**WHAT IS NEEDED:**
Every line containing "front" should be identified and copied from the data below.

(TASK INPUT begins)

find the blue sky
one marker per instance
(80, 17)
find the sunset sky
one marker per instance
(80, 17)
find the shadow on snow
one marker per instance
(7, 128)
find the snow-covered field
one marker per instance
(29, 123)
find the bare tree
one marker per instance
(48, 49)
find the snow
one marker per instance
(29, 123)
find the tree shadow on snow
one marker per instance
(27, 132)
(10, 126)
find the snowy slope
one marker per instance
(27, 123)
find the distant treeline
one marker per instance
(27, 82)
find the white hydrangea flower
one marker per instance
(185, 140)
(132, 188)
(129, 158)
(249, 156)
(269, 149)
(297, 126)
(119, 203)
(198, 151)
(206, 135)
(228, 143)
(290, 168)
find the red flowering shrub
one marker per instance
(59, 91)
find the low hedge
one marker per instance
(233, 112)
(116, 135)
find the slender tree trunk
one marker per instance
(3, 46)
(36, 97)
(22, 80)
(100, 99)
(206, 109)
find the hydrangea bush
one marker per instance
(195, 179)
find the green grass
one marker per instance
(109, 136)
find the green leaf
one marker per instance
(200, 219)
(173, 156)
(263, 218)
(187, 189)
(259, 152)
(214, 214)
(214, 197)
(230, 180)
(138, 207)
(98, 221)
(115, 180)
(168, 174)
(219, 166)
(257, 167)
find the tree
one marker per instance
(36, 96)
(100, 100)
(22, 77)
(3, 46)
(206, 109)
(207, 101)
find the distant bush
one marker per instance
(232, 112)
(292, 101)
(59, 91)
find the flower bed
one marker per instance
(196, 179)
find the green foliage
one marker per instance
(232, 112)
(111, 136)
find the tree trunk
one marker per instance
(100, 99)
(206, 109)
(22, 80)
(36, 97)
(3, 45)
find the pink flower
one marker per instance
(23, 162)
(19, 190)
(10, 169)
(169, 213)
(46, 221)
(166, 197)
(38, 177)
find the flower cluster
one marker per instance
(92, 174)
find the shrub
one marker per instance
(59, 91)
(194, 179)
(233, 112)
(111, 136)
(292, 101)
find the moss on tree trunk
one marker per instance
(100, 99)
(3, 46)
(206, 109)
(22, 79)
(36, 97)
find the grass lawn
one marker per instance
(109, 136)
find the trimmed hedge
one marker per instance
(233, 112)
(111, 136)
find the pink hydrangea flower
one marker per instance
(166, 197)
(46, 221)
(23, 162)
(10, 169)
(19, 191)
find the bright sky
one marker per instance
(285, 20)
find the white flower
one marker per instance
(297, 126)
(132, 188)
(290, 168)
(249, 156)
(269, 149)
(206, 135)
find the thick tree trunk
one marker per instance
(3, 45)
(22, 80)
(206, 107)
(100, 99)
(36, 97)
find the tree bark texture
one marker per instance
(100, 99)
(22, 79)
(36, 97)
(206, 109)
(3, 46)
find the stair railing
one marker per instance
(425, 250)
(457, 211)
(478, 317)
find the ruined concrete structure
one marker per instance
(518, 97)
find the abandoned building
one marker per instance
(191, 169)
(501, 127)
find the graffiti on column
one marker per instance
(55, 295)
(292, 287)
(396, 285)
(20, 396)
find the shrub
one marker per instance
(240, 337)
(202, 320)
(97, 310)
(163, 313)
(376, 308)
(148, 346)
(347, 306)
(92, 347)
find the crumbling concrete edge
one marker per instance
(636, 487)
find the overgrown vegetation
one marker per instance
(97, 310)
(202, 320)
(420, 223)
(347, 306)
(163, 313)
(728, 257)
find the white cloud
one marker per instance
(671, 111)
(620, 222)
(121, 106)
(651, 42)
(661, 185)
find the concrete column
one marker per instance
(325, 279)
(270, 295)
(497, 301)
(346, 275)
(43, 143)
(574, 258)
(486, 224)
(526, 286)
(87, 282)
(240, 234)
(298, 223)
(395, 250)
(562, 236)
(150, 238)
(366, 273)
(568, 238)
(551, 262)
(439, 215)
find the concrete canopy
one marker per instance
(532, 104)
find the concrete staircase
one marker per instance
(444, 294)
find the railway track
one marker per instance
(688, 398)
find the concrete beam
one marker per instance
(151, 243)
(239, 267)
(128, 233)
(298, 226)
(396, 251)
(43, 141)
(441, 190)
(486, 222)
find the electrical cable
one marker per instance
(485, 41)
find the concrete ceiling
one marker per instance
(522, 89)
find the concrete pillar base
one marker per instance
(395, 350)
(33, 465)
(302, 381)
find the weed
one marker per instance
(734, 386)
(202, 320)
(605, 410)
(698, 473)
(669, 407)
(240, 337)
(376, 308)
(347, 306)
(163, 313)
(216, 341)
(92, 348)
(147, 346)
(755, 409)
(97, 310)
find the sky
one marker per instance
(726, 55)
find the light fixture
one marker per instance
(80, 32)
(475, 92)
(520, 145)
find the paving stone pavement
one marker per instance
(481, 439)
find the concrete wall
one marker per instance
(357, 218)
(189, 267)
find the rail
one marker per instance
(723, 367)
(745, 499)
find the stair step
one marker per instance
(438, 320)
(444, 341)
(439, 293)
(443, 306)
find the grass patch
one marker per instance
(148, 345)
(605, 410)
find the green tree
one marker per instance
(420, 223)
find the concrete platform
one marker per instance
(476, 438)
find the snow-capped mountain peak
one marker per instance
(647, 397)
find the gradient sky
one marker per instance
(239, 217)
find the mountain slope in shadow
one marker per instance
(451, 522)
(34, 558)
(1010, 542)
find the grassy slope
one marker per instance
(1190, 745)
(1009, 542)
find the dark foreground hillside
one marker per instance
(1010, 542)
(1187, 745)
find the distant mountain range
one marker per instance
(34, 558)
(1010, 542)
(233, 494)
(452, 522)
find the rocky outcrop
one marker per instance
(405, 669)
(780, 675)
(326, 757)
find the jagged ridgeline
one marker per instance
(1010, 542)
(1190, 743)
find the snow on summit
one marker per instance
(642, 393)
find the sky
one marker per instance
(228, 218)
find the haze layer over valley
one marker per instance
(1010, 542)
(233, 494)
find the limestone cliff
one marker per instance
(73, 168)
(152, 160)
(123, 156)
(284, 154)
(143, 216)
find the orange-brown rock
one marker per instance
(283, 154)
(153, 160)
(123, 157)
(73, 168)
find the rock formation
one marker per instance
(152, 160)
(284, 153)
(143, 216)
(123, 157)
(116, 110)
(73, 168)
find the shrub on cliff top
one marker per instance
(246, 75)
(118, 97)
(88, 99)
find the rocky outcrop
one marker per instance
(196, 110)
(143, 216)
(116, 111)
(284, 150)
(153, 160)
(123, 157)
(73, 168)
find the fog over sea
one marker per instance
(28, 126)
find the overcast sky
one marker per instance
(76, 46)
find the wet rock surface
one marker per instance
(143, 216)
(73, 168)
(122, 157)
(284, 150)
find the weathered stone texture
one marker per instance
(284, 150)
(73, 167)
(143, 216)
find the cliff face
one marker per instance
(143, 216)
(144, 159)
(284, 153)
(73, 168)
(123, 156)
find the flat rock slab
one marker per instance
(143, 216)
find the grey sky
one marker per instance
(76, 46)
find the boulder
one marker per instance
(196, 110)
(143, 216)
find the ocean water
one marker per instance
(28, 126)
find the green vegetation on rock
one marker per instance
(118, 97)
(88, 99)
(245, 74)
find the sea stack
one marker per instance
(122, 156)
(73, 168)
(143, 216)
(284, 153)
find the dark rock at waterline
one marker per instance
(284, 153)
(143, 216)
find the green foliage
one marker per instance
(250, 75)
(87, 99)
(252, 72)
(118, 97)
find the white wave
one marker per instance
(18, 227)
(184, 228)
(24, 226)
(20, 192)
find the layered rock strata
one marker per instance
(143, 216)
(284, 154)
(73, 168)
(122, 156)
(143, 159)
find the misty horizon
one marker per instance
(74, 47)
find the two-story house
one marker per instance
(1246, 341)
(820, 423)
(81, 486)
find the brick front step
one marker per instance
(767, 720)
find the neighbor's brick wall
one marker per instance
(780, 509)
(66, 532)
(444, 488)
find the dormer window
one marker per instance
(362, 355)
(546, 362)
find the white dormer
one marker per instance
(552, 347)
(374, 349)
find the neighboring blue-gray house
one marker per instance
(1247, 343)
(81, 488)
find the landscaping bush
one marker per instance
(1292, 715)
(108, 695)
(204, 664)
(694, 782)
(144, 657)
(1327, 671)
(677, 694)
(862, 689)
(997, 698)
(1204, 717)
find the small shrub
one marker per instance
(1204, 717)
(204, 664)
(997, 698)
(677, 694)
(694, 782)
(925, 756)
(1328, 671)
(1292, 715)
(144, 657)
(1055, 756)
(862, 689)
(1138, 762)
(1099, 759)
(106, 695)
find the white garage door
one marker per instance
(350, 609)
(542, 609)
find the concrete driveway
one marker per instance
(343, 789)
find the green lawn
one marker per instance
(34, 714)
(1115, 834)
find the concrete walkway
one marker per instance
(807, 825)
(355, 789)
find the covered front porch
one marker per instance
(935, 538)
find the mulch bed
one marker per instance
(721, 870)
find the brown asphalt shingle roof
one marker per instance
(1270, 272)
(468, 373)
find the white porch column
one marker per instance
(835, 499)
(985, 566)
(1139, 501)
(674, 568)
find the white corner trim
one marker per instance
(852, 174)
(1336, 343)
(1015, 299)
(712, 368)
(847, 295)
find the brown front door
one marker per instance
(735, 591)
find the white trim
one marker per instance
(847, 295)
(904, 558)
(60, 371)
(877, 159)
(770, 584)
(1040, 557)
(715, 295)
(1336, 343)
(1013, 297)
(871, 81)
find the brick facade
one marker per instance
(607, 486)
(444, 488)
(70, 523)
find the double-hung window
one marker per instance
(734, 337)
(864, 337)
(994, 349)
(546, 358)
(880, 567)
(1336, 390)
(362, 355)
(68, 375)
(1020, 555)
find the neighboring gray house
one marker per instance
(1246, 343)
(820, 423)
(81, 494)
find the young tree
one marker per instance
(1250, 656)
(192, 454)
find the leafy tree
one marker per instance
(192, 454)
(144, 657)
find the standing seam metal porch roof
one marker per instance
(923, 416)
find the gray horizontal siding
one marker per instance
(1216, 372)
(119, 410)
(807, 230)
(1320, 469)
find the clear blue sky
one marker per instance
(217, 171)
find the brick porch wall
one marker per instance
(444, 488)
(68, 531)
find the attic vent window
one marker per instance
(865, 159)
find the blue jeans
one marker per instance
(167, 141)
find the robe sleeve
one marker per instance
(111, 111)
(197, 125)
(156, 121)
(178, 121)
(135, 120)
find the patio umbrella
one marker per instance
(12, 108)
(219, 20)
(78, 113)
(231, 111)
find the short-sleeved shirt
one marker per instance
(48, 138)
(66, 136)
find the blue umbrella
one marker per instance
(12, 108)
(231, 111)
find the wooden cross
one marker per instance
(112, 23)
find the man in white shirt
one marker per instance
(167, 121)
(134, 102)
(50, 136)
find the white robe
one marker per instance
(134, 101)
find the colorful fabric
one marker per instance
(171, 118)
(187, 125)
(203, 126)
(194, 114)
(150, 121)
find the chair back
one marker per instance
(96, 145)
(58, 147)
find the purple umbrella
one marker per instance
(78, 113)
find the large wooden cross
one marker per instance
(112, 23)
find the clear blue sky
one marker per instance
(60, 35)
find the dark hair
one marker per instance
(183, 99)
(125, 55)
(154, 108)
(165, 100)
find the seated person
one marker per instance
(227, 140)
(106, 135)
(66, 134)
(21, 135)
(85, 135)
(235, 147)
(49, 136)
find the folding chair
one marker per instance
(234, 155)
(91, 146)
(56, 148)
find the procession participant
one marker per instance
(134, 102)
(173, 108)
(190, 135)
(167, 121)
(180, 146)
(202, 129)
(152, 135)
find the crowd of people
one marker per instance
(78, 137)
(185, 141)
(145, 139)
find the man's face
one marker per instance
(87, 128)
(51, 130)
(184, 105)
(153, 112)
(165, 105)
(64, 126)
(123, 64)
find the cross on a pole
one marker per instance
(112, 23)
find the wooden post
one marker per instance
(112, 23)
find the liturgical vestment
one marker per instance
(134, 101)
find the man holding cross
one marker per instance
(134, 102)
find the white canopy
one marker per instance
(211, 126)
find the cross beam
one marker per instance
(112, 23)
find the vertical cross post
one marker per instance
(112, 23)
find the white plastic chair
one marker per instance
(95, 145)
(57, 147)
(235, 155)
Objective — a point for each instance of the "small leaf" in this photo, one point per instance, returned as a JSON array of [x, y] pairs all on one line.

(TASK INPUT ends)

**WORKED SOLUTION:**
find the brick front step
find the covered front porch
find the brown front door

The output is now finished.